Supplied records =
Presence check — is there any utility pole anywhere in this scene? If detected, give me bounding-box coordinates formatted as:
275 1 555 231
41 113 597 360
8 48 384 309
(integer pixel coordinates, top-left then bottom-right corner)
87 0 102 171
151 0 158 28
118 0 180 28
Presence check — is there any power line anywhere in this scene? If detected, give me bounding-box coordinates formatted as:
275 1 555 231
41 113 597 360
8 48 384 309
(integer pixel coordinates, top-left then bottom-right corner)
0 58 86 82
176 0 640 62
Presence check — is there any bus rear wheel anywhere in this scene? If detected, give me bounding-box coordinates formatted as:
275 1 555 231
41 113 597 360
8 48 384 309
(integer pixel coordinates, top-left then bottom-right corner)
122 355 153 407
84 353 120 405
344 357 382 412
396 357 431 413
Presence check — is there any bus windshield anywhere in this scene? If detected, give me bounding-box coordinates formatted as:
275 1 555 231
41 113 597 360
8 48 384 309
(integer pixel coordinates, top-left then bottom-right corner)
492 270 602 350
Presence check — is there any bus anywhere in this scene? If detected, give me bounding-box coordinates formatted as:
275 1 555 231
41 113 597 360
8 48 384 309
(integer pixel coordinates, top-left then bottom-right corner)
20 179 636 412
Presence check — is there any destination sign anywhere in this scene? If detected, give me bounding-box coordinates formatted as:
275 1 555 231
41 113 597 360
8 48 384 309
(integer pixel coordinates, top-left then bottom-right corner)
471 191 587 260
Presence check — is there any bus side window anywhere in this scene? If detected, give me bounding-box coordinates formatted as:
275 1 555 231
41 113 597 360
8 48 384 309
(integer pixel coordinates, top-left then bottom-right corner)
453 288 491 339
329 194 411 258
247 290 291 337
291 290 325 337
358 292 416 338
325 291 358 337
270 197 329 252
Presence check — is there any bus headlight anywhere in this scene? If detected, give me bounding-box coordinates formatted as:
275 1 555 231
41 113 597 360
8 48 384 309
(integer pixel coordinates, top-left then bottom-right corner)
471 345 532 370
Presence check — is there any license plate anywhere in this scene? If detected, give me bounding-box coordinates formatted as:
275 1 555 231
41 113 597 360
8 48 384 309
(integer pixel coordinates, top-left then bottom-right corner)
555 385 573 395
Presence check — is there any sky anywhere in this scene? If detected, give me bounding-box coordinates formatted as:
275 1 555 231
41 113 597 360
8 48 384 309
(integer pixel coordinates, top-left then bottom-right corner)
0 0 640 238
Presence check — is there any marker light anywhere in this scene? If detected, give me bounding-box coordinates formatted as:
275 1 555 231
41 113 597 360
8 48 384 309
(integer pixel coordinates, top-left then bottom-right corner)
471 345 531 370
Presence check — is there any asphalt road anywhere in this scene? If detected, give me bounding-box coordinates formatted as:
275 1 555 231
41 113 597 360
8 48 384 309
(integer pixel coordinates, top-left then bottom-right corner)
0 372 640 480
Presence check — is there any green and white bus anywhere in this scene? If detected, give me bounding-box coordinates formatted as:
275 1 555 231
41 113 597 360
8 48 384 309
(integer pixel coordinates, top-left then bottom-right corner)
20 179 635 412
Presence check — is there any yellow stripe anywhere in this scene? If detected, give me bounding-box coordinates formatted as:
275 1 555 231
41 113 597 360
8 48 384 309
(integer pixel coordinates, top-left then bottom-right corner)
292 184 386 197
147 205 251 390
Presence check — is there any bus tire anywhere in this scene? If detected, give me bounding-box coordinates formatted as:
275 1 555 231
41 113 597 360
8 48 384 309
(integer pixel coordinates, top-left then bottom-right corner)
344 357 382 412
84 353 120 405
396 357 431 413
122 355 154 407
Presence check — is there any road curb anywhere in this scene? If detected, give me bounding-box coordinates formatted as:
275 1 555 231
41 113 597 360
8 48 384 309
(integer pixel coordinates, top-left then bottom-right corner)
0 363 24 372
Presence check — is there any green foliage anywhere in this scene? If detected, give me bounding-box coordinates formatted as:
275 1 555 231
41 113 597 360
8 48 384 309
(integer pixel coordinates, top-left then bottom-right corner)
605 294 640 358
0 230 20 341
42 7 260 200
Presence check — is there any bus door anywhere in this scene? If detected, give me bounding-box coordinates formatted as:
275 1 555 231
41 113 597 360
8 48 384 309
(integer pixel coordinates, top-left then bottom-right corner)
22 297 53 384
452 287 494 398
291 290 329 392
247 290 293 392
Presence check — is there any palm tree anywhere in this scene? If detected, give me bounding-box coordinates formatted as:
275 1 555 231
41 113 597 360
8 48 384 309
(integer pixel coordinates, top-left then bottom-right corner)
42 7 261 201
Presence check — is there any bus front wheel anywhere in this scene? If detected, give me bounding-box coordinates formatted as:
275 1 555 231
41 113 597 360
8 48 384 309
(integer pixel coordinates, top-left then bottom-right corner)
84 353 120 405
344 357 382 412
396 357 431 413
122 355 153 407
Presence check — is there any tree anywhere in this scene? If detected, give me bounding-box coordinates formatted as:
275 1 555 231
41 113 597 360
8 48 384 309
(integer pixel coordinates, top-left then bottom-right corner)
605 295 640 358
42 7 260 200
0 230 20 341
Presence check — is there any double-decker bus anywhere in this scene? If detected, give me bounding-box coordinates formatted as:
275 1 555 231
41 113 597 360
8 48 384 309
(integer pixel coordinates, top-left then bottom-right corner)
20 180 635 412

Stated exercise = Revise the entries above so that "bounding-box coordinates" becomes "box coordinates" everywhere it occurs, leaving every other word and number as it stands.

Correct response =
Presence check — is there any utility pole anywhere in this scene? If detected, give me box coordinates formatted as:
275 1 555 231
41 113 597 360
8 48 384 309
(integer pixel coordinates, top-left then bottom-right corner)
87 0 102 171
151 0 158 28
118 0 180 28
Presence check — is there any power line anywhere in this scene? If detected, give me box coordinates formatted as:
275 1 555 231
41 113 597 360
8 48 384 309
(integer pixel coordinates, top-left then bottom-right corner)
0 58 86 82
176 0 640 62
Presence check — is there any bus rear wheel anywhere in this scene? If detected, give me box coordinates formatted as:
275 1 555 231
41 113 597 360
8 48 384 309
(integer pixel coordinates, top-left then bottom-right corner)
122 355 153 407
84 353 120 405
344 357 382 412
396 357 431 413
Presence check — is there any bus windshield anywhere in this scene? If detected, give me box coordinates formatted as:
275 1 555 231
41 113 597 360
8 48 384 309
(integer pixel coordinates, top-left then bottom-right corner)
492 270 602 350
Presence check — is there any bus anywhere in this scene? If detected, give me box coordinates formatted as:
275 1 555 231
41 113 597 360
8 48 384 309
(integer pixel coordinates, top-left then bottom-right corner)
20 179 636 412
Presence check — is there any destination sign anywhere in this scene? If detected, give me box coordinates formatted as:
275 1 555 231
41 113 597 360
8 48 384 309
(integer pixel coordinates, top-left then bottom-right corner)
471 191 587 260
Presence check — is there any bus side window anywhere in this scene? If detected, give me box coordinates formatted as:
275 1 555 231
41 113 597 360
8 48 384 309
(integer pixel coordinates, top-left then bottom-right corner)
453 288 491 339
329 194 411 258
247 290 291 337
291 290 325 337
358 292 416 338
325 291 358 337
270 197 329 252
Presence check — is there any bus headlight anywhere in this scene? If detected, give me box coordinates formatted as:
275 1 555 231
41 113 597 360
8 48 384 309
(integer pixel coordinates, top-left then bottom-right corner)
471 345 532 370
Presence check — is there any license plate anywhere in this scene? If detected, give me box coordinates formatted as:
275 1 555 231
41 113 597 360
8 48 384 309
(integer pixel coordinates, top-left then bottom-right corner)
555 385 573 395
Presence check — is there any sky anywhere in this scene? If detected, give me box coordinates formatted as:
275 1 555 231
41 113 597 360
8 48 384 309
(integer pixel coordinates, top-left then bottom-right corner)
0 0 640 238
Presence check — is there any marker light anywhere in this scene? If detected, give me box coordinates formatted as:
275 1 555 231
41 113 597 360
8 48 384 309
(integer pixel coordinates, top-left then bottom-right corner)
471 345 531 370
Presence check — is there any asphalt road anywhere in this scene? If detected, give me box coordinates formatted as:
275 1 555 231
41 113 597 360
8 48 384 309
(integer pixel coordinates, top-left then bottom-right corner)
0 372 640 480
Presence check — is there any green and white bus anywhere in this scene? If detected, give me box coordinates formatted as:
275 1 555 231
41 113 597 360
8 48 384 309
(integer pixel coordinates, top-left then bottom-right corner)
20 179 635 412
Presence check — is there any yellow stripe anywhere in this scene? If detected, give me box coordinates formatted as:
275 1 555 231
41 113 597 360
8 48 384 309
(integer pixel coordinates, top-left then bottom-right corner)
292 184 386 197
147 205 251 390
Presence check — is there any bus tire anywhere in this scene? If detected, give me box coordinates formatted as:
275 1 555 231
41 113 597 360
8 48 384 309
(integer pixel coordinates, top-left then bottom-right corner)
344 357 382 412
84 353 120 405
396 357 431 413
122 355 154 407
Presence check — is there any road curb anywhere in this scene? If detected, give me box coordinates formatted as:
275 1 555 231
41 113 597 360
8 48 384 309
(integer pixel coordinates, top-left then bottom-right corner)
0 363 24 372
Presence check — is there any green foliage anywhere in this scene? If detected, give me box coordinates formatted as:
275 1 555 231
41 113 597 360
8 48 384 309
(integer pixel coordinates, top-left then bottom-right corner)
605 294 640 358
0 230 20 341
42 7 260 200
Presence check — is there any bus door anywhere in this scene? If detected, give me box coordinates formatted as:
275 1 555 231
41 113 597 360
8 48 384 309
(integer pixel coordinates, top-left then bottom-right corner)
22 297 53 384
452 287 494 398
291 290 329 392
247 290 293 392
Presence check — is there any palm tree anywhere in this scene? If detected, give me box coordinates formatted as:
275 1 555 231
41 113 597 360
8 48 384 309
(integer pixel coordinates, top-left then bottom-right corner)
42 7 261 201
Presence check — is there any bus front wheel anywhere in this scene? If detected, give me box coordinates formatted as:
275 1 555 231
41 113 597 360
8 48 384 309
(integer pixel coordinates, top-left then bottom-right corner)
84 353 120 405
344 357 382 412
396 357 431 413
122 355 153 407
Presence check — is there any tree anywhere in this scene? If detected, give me box coordinates formatted as:
275 1 555 231
41 113 597 360
8 48 384 309
(integer pixel coordinates, top-left then bottom-right corner)
605 295 640 358
42 7 260 200
0 230 20 341
Presence check — is there any double-decker bus anywhere in this scene? If detected, give me box coordinates formatted as:
275 1 555 231
41 113 597 360
8 48 384 309
(integer pixel coordinates, top-left then bottom-right corner)
20 180 635 412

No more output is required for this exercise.